━━━ TEXTO FUENTE

5/31/2019

La magia del día a día


    Un niño puede darse de bruces con la maravilla de vivir. Estar consciente de que sus días son en verdad la caja de resonancia de lo fabuloso. Lo descubrí hace una punta de años y hoy, leyendo a Hustvedt, lo he recordado a plenitud.
    Las comiquitas de la tarde hicieron lo suyo. Sin embargo lo asocias en el presente con la alegría que te produce el descubrimiento de algún libro, uno que muerde y no suelta hasta destrozar, algún pitbull de la literatura que de cuando en cuando ataca sin misericordia. Entonces eres presa, eres insecto engullido por cierta planta carnívora y sabes que no existe escapatoria.
    Fue en la niñez cuando tuviste conciencia de vivir y del esplendor que puede llevar consigo. Fue en aquellos tiempos cuando empezaste a saborear su miel y te decías, asombrado, que la vida era la mejor ocurrencia de Dios.  Aprendiste -ahora no podrías explicar cómo- a diferenciar lo sencillo de lo recargado, lo importante para ti de lo insignificante. Te ves subido a una mata de guayaba, deambulas por sus ramas, te acomodas, te instalas sobre una de ellas, la más sólida a tu juicio, y comes las frutas, maduras, apetecibles, y sientes después un golpe de brisa que te acaricia el rostro y te despeina y vuelves a repetirte que momentos así no tienen desperdicio. Contemplas, conversas contigo mismo, pasan las horas, hasta que recuerdas el colegio y las tareas pendientes por lo que corres a tu habitación para acabar tus deberes.   
    Eres capaz de abrazar la soledad y en instantes como ese la felicidad entra a borbotones. Te acostumbras a atesorar circunstancias, te empiezas a dar cuenta de que la alegría puede ser fabricada con las manos, con los materiales que encuentras a tu paso. Poco a poco vas otorgando más importancia a todo ello y aún en los días que corren piensas que ser feliz pasa por sostener en la cuenca de las manos verdades parecidas.
    Ahora mismo dejas de escribir, colocas el lápiz a un lado y ves a un niño observando por la mirilla de un caleidoscopio que alguien le ha obsequiado. Ese niño eres tú y en ese milisegundo llegas a comprender que el mundo no es como siempre has creído, que cambia, que lo que te han vendido como realidad y que supones inamovible puede de pronto estallar en mil pedazos,  transformarse en otra cosa, en otras formas, como el caleidoscopio que llevas en las manos. Lo que te alegró al principio termina por entristecerte porque supones que todo es relativo, piensas que nada es lo que parece, y te dices, desconcertado, que el día a día guarda entre las muelas mucho de espejismo, bastante de ilusión a cuestas. Es la primera vez que vislumbras la precariedad de las cosas.

━━━━━━
━━━ LISTADO

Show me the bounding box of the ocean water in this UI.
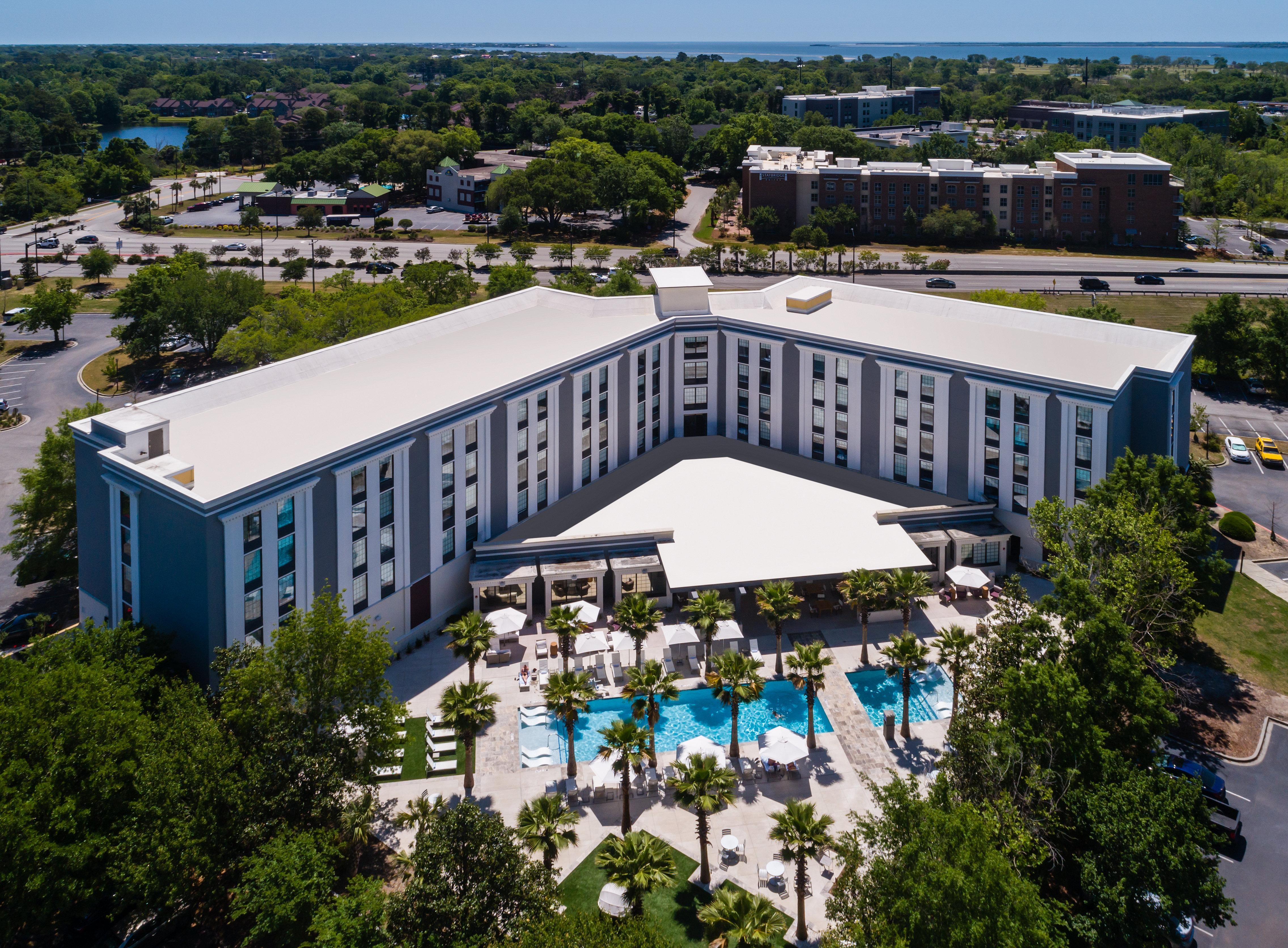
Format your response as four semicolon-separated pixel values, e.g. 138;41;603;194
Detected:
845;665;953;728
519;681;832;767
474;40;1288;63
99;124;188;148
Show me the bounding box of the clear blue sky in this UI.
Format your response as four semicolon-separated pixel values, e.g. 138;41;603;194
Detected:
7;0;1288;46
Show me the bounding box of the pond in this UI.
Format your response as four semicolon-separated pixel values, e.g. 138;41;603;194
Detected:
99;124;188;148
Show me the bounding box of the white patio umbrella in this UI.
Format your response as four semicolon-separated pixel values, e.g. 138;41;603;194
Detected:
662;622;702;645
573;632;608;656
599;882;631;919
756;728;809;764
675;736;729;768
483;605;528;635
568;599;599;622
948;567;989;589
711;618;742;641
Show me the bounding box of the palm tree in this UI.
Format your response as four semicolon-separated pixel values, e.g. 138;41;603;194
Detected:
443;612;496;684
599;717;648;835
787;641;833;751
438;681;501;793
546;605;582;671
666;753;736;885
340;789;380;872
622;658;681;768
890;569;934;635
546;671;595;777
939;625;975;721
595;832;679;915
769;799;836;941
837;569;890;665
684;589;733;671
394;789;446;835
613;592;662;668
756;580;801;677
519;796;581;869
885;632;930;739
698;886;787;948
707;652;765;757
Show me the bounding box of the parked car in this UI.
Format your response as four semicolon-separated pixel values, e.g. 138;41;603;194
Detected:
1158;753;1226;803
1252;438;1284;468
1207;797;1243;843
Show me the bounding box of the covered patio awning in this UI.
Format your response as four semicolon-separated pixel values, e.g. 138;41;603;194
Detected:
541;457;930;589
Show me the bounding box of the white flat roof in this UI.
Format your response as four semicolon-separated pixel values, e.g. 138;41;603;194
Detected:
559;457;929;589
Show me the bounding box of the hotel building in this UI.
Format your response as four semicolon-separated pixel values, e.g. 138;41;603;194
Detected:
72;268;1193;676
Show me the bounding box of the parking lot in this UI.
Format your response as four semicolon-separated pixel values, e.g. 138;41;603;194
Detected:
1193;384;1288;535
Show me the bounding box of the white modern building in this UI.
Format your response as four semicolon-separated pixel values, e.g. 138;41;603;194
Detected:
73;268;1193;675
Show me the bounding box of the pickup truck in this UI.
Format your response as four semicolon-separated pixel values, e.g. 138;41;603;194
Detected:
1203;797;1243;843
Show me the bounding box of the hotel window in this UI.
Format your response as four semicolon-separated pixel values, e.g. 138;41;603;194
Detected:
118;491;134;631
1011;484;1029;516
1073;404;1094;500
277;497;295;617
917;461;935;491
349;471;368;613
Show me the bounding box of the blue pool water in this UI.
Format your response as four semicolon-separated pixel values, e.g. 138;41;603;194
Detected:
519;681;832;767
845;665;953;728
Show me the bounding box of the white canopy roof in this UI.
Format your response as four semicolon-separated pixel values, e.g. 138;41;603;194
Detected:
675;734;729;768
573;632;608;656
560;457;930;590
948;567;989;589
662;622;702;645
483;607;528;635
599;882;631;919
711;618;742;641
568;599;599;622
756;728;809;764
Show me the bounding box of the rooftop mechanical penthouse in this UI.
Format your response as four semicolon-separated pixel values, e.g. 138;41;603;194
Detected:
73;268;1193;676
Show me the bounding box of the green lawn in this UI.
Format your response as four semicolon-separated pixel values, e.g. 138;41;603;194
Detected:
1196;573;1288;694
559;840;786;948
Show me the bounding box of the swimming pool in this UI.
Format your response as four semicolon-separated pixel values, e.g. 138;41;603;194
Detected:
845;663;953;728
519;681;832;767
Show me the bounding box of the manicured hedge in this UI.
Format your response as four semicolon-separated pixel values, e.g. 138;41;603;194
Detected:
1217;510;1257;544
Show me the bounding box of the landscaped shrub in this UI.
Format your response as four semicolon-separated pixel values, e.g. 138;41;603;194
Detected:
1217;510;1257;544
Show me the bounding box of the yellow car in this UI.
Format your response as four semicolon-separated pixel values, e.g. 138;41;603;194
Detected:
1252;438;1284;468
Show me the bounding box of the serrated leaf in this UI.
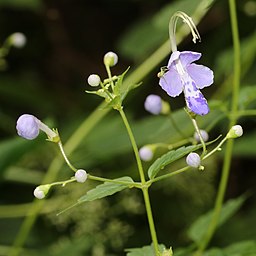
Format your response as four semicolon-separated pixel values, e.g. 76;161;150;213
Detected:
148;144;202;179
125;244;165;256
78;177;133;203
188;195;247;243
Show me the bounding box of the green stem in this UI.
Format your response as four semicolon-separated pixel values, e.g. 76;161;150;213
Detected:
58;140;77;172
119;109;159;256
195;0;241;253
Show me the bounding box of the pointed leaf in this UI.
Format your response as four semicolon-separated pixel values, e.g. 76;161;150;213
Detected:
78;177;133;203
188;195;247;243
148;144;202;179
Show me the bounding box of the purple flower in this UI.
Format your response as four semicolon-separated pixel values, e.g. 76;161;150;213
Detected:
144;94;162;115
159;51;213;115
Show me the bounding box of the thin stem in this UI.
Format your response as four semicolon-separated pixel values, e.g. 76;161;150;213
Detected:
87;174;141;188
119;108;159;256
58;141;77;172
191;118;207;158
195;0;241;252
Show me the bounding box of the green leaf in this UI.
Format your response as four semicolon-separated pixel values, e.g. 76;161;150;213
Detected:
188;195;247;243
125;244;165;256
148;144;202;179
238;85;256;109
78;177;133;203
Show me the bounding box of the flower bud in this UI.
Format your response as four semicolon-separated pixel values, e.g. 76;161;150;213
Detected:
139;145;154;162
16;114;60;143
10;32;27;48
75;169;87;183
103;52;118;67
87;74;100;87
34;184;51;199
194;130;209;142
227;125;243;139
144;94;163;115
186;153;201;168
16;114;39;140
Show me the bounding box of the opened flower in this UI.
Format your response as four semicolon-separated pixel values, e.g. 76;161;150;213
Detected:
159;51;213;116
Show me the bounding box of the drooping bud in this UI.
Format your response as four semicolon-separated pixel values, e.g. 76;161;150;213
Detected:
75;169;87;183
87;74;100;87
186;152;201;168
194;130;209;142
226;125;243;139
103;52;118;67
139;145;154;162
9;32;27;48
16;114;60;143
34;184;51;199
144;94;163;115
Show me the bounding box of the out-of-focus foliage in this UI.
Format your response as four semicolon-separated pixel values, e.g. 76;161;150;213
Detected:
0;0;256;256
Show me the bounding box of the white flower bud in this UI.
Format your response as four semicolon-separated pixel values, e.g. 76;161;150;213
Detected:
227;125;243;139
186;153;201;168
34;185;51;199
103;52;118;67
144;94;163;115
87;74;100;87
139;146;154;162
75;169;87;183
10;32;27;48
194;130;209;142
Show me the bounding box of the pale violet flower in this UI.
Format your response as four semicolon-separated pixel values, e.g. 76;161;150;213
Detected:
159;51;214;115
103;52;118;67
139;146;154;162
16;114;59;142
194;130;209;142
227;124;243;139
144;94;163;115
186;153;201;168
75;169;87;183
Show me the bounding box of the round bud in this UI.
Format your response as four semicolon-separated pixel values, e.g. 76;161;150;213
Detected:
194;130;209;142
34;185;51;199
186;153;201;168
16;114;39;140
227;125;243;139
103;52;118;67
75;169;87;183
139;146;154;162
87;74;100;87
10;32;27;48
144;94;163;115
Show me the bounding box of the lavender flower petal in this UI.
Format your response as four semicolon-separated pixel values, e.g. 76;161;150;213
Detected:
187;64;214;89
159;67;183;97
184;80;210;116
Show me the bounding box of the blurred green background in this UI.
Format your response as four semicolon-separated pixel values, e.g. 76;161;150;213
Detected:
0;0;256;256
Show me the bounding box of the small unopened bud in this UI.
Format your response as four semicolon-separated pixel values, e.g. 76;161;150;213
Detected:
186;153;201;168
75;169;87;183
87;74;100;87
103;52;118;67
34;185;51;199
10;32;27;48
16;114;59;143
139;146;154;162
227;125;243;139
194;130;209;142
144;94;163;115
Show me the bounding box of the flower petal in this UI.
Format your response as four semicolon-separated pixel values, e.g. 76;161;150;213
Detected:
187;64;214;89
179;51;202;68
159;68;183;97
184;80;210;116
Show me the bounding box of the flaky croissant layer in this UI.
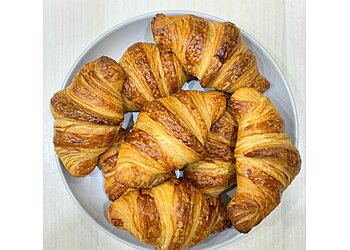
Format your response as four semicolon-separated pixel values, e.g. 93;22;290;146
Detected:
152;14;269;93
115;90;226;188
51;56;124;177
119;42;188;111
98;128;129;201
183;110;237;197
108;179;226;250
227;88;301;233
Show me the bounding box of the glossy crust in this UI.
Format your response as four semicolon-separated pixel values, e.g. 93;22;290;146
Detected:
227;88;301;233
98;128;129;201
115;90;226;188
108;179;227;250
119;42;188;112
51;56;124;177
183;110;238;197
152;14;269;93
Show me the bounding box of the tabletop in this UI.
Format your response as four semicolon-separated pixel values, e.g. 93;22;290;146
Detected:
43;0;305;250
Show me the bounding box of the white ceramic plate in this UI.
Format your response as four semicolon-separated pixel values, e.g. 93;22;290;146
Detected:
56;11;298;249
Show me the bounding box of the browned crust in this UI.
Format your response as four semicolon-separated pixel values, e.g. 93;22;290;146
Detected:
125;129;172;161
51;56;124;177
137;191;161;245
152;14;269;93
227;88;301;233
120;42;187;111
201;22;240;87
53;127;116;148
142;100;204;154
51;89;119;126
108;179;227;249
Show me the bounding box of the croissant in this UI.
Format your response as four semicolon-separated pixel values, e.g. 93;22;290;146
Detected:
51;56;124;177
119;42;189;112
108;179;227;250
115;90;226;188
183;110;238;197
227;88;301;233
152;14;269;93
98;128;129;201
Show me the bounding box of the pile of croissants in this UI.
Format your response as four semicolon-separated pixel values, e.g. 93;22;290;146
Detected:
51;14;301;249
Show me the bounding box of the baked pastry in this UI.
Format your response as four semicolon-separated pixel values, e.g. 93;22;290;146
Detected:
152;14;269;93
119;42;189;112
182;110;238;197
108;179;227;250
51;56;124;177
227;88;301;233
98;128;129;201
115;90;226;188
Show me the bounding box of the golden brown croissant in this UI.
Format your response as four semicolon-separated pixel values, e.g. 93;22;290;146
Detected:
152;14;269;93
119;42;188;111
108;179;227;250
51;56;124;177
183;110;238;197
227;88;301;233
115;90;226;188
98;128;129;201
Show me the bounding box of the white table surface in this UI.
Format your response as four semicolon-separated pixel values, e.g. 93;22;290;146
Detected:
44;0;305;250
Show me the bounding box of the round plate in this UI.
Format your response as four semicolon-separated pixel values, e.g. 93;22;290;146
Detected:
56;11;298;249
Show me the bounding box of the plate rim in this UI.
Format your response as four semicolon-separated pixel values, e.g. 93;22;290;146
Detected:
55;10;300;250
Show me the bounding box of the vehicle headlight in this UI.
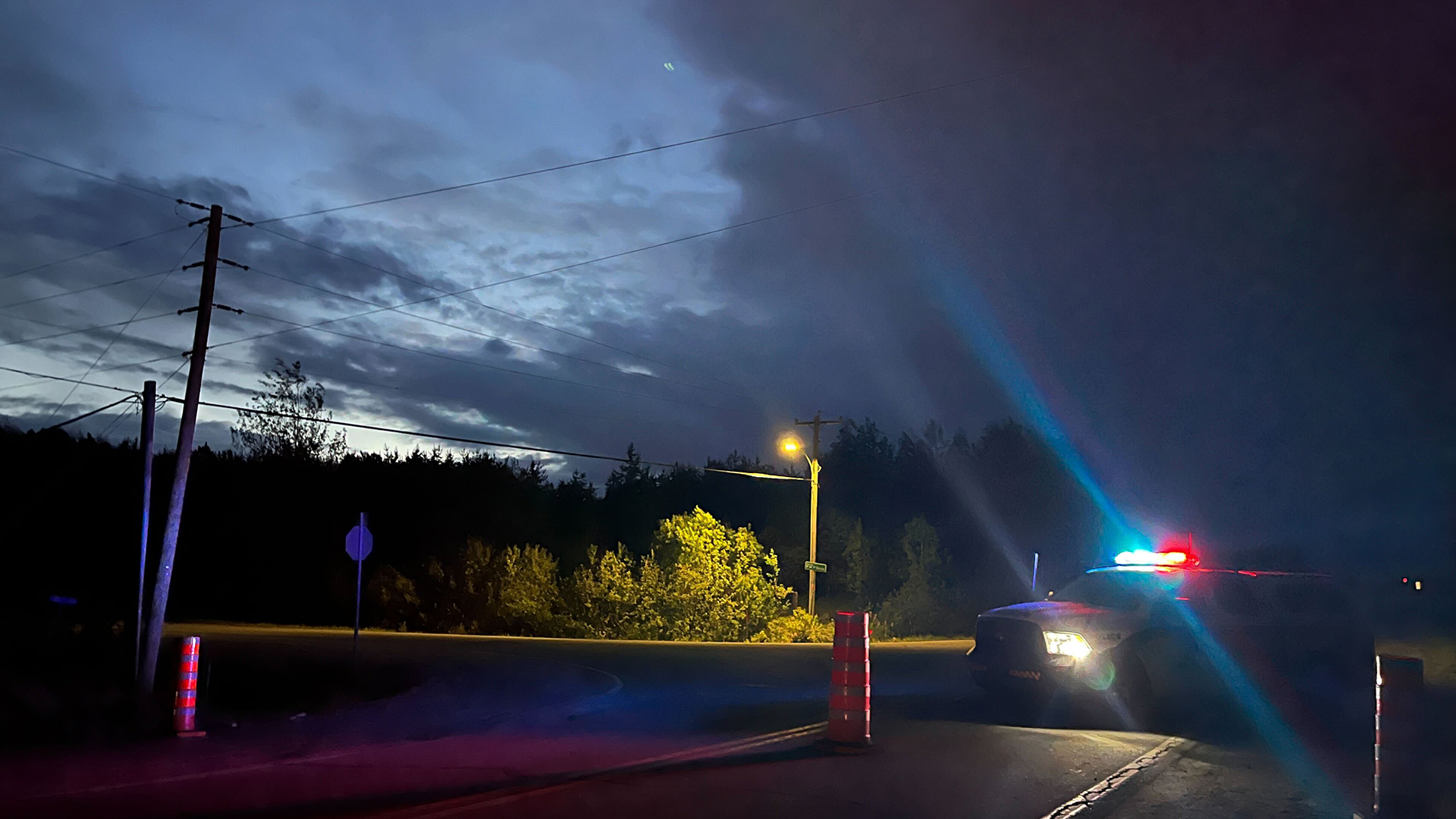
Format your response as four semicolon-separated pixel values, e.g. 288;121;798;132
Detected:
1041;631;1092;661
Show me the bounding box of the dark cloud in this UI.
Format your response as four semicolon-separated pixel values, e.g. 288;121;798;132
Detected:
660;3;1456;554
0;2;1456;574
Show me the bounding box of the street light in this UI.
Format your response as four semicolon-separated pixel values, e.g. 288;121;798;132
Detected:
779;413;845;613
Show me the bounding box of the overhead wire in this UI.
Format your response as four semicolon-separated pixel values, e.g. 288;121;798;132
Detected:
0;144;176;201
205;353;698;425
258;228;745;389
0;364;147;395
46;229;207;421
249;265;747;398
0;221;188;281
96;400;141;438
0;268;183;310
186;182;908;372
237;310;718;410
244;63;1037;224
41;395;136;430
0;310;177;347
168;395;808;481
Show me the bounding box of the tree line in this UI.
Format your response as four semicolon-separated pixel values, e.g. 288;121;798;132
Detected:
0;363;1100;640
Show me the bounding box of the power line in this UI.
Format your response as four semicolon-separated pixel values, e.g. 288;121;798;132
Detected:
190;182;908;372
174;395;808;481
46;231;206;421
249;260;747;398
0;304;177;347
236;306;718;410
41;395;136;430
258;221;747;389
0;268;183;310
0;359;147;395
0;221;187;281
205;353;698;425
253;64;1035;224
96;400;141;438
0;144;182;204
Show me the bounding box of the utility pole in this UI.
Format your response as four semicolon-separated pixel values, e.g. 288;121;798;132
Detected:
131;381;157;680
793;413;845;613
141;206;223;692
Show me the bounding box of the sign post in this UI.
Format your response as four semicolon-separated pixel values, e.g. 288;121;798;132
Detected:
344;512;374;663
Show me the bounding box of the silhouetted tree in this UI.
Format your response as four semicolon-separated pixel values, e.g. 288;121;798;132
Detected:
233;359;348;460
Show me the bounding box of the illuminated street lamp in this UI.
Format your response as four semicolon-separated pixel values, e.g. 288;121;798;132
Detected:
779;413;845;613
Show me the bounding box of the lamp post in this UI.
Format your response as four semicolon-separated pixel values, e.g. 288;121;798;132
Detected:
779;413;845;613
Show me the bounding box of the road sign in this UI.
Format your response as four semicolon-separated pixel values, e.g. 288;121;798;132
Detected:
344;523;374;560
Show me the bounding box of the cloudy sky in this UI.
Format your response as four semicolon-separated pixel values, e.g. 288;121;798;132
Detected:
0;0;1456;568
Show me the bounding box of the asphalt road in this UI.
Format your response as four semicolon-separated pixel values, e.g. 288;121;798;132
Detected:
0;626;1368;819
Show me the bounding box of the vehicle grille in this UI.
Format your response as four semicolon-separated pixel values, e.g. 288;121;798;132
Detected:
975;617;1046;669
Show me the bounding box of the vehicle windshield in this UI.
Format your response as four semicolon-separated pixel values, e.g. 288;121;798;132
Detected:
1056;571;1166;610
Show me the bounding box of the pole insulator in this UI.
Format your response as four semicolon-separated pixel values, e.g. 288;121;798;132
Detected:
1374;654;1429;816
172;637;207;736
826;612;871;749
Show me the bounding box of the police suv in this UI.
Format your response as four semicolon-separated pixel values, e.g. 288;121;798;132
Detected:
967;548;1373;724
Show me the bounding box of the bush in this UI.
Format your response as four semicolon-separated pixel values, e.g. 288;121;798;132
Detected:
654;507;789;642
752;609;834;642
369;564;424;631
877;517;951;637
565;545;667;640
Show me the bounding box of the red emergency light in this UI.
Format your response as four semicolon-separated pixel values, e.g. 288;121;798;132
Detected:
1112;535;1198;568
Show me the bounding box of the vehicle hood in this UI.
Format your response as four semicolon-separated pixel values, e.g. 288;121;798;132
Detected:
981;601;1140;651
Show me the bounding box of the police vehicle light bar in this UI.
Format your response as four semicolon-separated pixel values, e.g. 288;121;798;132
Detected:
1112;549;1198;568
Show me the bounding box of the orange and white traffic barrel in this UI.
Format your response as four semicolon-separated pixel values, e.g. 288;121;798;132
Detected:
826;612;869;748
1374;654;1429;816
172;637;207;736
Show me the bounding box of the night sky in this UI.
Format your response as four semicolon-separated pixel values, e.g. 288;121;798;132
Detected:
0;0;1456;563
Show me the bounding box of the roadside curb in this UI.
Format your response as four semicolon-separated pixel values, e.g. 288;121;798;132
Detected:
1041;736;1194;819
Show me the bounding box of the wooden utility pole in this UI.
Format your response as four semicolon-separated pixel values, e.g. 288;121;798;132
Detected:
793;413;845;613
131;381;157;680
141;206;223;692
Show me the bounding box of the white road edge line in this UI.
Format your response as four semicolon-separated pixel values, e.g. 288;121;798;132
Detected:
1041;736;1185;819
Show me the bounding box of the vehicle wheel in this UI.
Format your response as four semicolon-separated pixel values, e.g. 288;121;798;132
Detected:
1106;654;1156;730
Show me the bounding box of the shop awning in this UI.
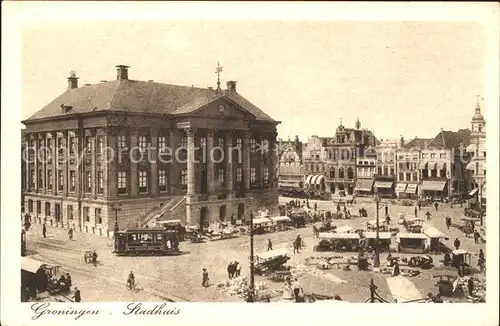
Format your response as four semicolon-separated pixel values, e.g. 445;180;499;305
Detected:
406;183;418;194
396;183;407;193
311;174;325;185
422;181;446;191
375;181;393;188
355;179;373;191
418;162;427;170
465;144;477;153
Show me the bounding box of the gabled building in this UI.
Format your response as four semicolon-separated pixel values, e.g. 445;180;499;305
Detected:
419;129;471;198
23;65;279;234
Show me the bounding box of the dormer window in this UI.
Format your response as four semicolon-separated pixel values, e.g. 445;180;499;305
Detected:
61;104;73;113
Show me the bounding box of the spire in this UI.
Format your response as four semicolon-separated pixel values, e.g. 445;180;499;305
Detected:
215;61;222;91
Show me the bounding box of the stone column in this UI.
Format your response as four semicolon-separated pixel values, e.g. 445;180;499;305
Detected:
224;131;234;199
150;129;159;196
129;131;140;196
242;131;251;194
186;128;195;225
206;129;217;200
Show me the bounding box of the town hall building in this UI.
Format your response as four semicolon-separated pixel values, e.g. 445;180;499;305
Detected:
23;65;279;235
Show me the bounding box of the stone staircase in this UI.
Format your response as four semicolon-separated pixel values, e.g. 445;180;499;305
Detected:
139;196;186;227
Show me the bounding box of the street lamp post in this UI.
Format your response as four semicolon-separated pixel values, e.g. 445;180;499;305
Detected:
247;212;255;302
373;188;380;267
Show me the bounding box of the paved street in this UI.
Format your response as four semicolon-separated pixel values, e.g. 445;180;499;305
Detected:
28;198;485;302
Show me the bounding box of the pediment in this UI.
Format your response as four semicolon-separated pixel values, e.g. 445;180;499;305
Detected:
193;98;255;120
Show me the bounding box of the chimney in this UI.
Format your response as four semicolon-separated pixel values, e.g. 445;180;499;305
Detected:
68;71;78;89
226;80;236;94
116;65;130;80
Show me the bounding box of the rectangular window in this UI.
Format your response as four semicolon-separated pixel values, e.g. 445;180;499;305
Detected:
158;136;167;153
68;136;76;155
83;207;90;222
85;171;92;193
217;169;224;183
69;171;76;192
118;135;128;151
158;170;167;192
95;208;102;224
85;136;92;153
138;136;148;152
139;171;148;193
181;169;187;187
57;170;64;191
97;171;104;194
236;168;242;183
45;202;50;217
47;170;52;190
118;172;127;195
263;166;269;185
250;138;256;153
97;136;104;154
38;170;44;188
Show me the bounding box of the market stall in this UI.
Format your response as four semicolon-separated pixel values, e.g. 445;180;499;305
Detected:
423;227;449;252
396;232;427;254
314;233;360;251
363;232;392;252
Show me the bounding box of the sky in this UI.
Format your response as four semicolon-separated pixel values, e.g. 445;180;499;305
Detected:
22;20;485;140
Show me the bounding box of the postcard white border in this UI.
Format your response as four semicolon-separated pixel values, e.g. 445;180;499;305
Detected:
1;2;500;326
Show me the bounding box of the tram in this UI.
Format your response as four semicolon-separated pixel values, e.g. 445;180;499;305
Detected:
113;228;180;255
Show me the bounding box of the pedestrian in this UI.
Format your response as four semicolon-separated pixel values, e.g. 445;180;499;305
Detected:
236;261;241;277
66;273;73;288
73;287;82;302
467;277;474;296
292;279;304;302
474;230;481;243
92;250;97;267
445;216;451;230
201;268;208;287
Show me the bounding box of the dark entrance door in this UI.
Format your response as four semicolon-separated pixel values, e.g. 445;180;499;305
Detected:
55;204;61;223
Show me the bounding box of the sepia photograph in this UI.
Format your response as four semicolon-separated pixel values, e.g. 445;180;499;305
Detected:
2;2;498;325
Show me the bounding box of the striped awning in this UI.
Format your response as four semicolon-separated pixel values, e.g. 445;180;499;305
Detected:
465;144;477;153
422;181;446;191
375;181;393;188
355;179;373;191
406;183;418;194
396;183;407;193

━━━━━━

» **PARTES DEL EJERCICIO**:
[A] Responda, según el texto sobre la magia del día a día:
(i) ¿A qué planta se ve subido el niño mientras come frutas?
(ii) ¿Qué coloca a un lado quien escribe al dejar de escribir?
(iii) ¿Qué objeto le han obsequiado al niño que observa por la mirilla?
[B] Retome el texto sobre la magia del día a día a partir de su última oración y continúelo.

» **RESPUESTAS POR TAREA**:
[A]
(i) A una mata de guayaba.
(ii) El lápiz.
(iii) Un caleidoscopio.

[B]
    Sueñas. Con el paso del tiempo aprendes a soñar despierto, no en plan de papanatas -o sí- sino en función de registrar, de percibir por debajo de la alfombra, es decir, de hallar aristas escondidas que de buenas a primeras saltan a la vista al enfocar de otra manera. Descubrirlo, sentirte frente a frente ante este nuevo modo de andarte por ahí hace otra vez que te alegres, que te sientas como un explorador en plenas calles, en plena escuela, en plena reunión familiar o en plena charla con los amigotes.
    Piensas en aquellos tiempos idos, treinta y cinco, cuarenta años atrás, y agradeces al niño de ese entonces por la lección aprendida. Reconoces sus improntas, identificas cómo has llevado sobre las espaldas cuanto hallaste hace tanto y te dices hay que ver, en el fondo seguimos siendo bastante parecidos aunque Heráclito tenga razón, aunque jamás nos sumerjamos dos veces en un mismo río. Y luego sonríes, y enciendes un tabaco, y coges otra vez el lápiz y sigues escribiendo.

Hay que ver


    Hay que ver. Hay que joderse. Uno apenas responde ciertas interrogantes, íntimamente vinculadas con nuestra cotidianidad, con lo que somos, y las responde temblando. Son respuestas cargadas de incertidumbre y de dudas, formas que intentamos dar a eso que nos tuerce el pescuezo y que de algún modo exigen explicación, atención. Nos piden algo qué decir, y lo que decimos quizás anda más cerca del embuste o del autoengaño pero qué se le va a hacer, terminan siendo soporte, apoyadero, hombros sobre los que pretendemos empinarnos.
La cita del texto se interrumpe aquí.